* **Exercise details**
Nothing but the line holding "Where in the photo below can the white" and the lines after it, through the end of the records, should be set down, each exactly as it is.

(Saved entries)
=== Section Start ===

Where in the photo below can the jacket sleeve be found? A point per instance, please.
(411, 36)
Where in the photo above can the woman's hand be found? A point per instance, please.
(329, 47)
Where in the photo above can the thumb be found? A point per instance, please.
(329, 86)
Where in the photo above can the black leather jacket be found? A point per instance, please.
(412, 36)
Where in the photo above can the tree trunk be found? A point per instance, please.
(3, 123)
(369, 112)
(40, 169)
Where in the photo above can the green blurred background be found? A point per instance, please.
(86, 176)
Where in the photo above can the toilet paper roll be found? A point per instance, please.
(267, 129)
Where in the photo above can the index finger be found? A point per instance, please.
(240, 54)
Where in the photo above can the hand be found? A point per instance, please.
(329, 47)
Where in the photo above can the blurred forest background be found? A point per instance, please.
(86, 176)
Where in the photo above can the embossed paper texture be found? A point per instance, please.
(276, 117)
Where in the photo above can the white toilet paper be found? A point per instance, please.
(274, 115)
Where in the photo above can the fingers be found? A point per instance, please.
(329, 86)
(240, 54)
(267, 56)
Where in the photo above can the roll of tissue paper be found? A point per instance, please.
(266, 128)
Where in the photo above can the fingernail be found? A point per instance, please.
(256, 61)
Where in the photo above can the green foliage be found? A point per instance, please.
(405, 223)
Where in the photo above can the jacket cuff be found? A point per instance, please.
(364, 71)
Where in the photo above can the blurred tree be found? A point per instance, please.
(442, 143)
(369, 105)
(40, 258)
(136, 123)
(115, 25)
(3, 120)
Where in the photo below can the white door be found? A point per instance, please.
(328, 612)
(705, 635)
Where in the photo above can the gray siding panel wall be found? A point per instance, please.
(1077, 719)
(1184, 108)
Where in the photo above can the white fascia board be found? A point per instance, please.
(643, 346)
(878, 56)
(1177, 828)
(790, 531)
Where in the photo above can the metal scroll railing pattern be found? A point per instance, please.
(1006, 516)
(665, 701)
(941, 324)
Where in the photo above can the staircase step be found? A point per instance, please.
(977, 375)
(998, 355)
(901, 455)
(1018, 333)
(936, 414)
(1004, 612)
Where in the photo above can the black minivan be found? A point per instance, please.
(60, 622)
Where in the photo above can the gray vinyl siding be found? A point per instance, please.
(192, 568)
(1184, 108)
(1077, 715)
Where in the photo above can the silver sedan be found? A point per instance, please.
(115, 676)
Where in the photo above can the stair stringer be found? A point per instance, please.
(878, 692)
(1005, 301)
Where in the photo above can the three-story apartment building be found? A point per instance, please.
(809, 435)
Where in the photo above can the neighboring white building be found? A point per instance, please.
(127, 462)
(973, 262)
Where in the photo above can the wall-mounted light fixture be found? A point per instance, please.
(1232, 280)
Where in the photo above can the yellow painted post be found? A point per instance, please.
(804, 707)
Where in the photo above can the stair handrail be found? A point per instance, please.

=== Section End ===

* **Output**
Where in the photo below can the white door be found? A point per instance, please.
(328, 612)
(705, 635)
Where in the photo above can the gray siding panel wall be found? A point per instance, please.
(1077, 719)
(1184, 108)
Where in the photo above can the white fascia board be found? A point per instance, please.
(643, 346)
(878, 56)
(1177, 828)
(790, 531)
Where in the photo above can the metal scroll railing pattern be found? A point per instance, please.
(1006, 516)
(665, 701)
(941, 324)
Where in the photo above can the staircase step be found? A point per instance, please.
(977, 375)
(998, 355)
(901, 455)
(1018, 333)
(936, 414)
(1004, 612)
Where in the photo above can the black minivan be found? A point per instance, please.
(60, 622)
Where in the photo above can the gray vinyl siding be found? A point per instance, please.
(192, 568)
(1184, 108)
(1077, 715)
Where in the photo above can the silver sedan be found? A point per instance, please.
(115, 676)
Where in the photo above can the stair stringer be found? A point per instance, please.
(878, 692)
(1005, 301)
Where in the photo above can the three-story apartment building be found? A point per instance, please.
(809, 435)
Where in the photo above can the neighboring white building be found? A point per instance, please.
(127, 462)
(973, 262)
Where in the photo above can the wall-mounted light fixture be found? A point per instance, please.
(1232, 280)
Where in the photo above can the yellow painted post be found? A point per instance, please.
(804, 707)
Where in the photo above can the stair handrail be found? A point per instance, please.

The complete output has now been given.